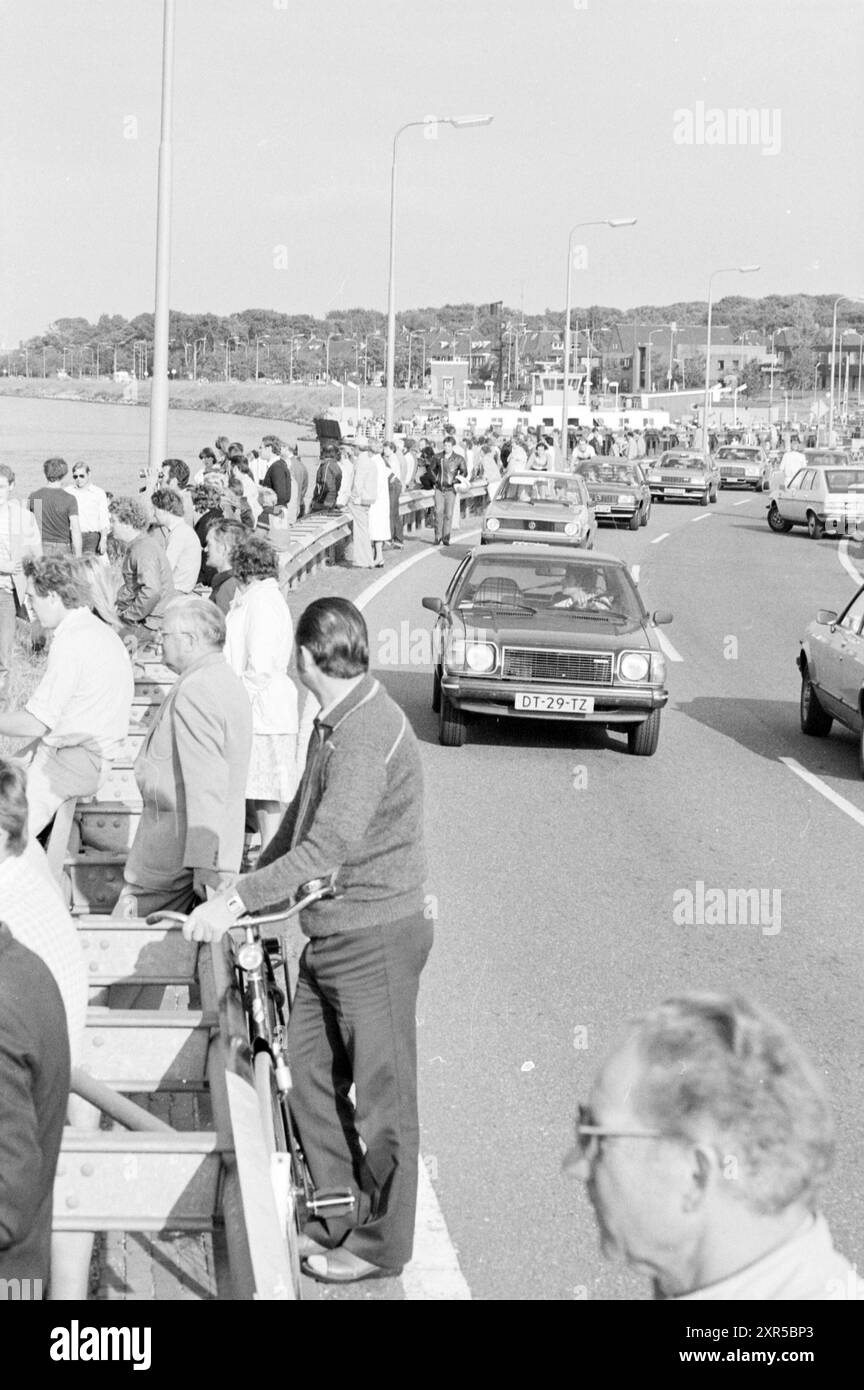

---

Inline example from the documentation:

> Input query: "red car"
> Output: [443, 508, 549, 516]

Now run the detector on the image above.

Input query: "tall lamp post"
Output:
[701, 265, 760, 453]
[561, 217, 636, 460]
[149, 0, 174, 477]
[828, 295, 864, 449]
[383, 115, 493, 439]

» **TASK DESCRIPTION**
Please reproduce the records above word for word, leaving the pictures out of your answer.

» **TASK OUTPUT**
---

Inline example from the documentation:

> Input query: "red car"
> Output: [443, 508, 549, 516]

Now run the detector on the image above.

Input query: "tall lamp post"
Output:
[701, 265, 760, 453]
[561, 217, 636, 460]
[149, 0, 174, 477]
[828, 295, 864, 449]
[383, 115, 493, 439]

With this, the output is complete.